Tenants see rent hikes of up to 40% in some cities



Tenants across the U.S. are reporting big increases in their rents, in a reversal of a trend that occurred during the early days of the coronavirus pandemic when the cities saw an exodus of renters to the suburbs and exurbs.

Now, as those people return to the city centers, high demand is pushing rents up sometimes even beyond what they were prior to the pandemic.

“Renters who originally received pandemic pricing are now experiencing steep rent increases at renewal — sometimes upward of 40%,” Allia Mohamed, CEO of openigloo, told CNBC. “I’m amazed this is legal.”

Most American tenants have little protection. While some states have limits on how much rents can be increased in a single year, most do not. One of the few that does have protections is Oregon, where landlords are restricted to a 7% hike in rents per year.

Rents in the 10 largest U.S. tech cities — such as New York City and Austin, Texas — have surpassed their March 2020 levels by an average of 6.3%, according to realtor.com’s monthly rental report. In most of those cities, the September rental growth rate is higher than prior to the onset of the pandemic. The cities with the largest annual gains are Austin (up 22.3%) and Denver (up 15.5%), realtor.com reported.

§ **Task set**
**1.** Write out the rent article from "Tenants see rent" up to and including "rents per year.".
**2.** According to the rent article, how much may landlords in Oregon raise rents per year?
**3.** List every city the rent article names.
Nothing in the listing is needed for the work here.

§ **Material provided**
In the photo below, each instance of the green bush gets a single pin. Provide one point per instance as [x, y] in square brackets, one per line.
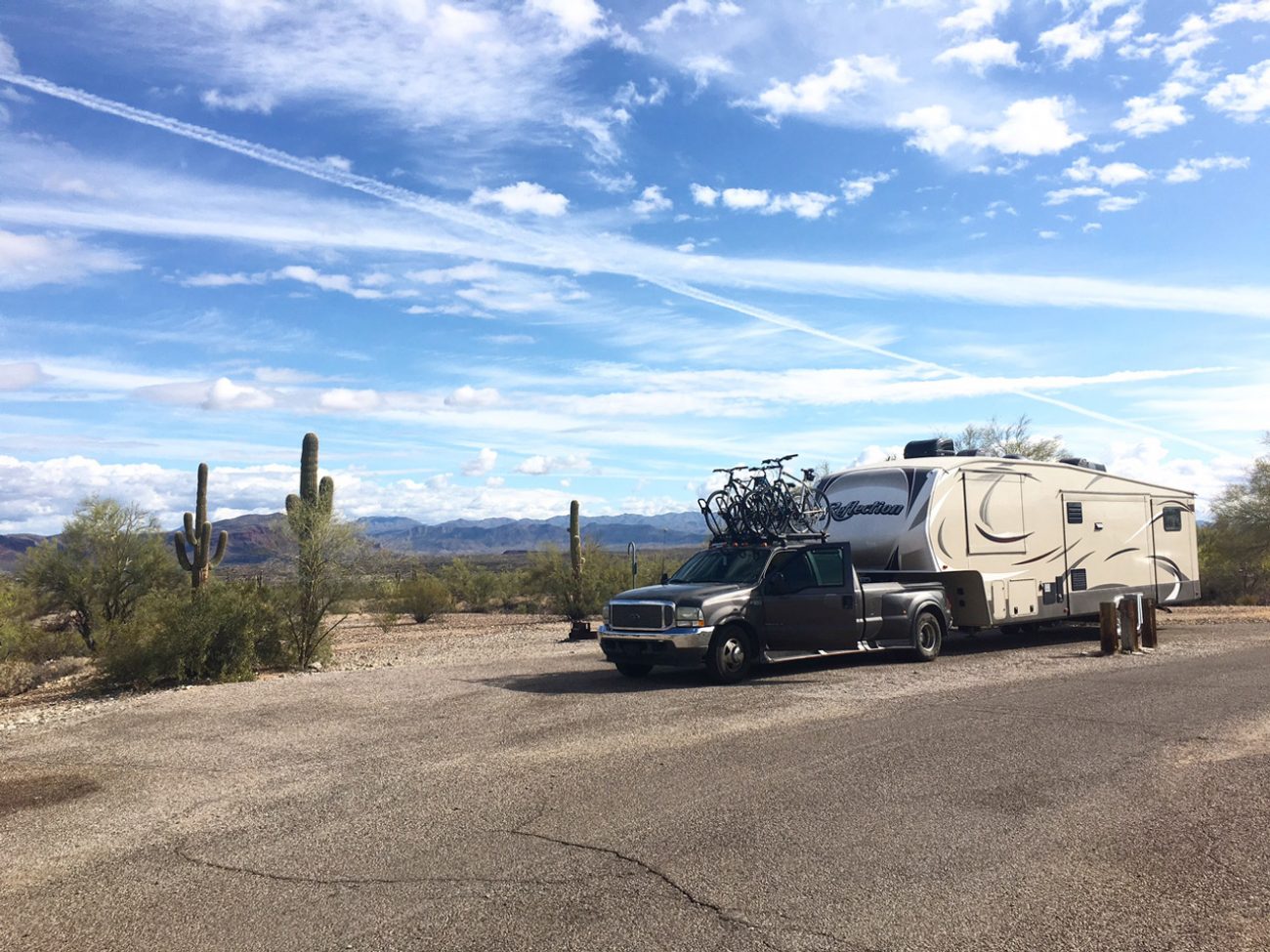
[210, 635]
[423, 597]
[604, 574]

§ **Solutions to the problems**
**1.**
Tenants see rent hikes of up to 40% in some cities



Tenants across the U.S. are reporting big increases in their rents, in a reversal of a trend that occurred during the early days of the coronavirus pandemic when the cities saw an exodus of renters to the suburbs and exurbs.

Now, as those people return to the city centers, high demand is pushing rents up sometimes even beyond what they were prior to the pandemic.

“Renters who originally received pandemic pricing are now experiencing steep rent increases at renewal — sometimes upward of 40%,” Allia Mohamed, CEO of openigloo, told CNBC. “I’m amazed this is legal.”

Most American tenants have little protection. While some states have limits on how much rents can be increased in a single year, most do not. One of the few that does have protections is Oregon, where landlords are restricted to a 7% hike in rents per year.

**2.** Landlords in Oregon may raise rents by no more than 7% per year.

**3.** New York City, Austin, Denver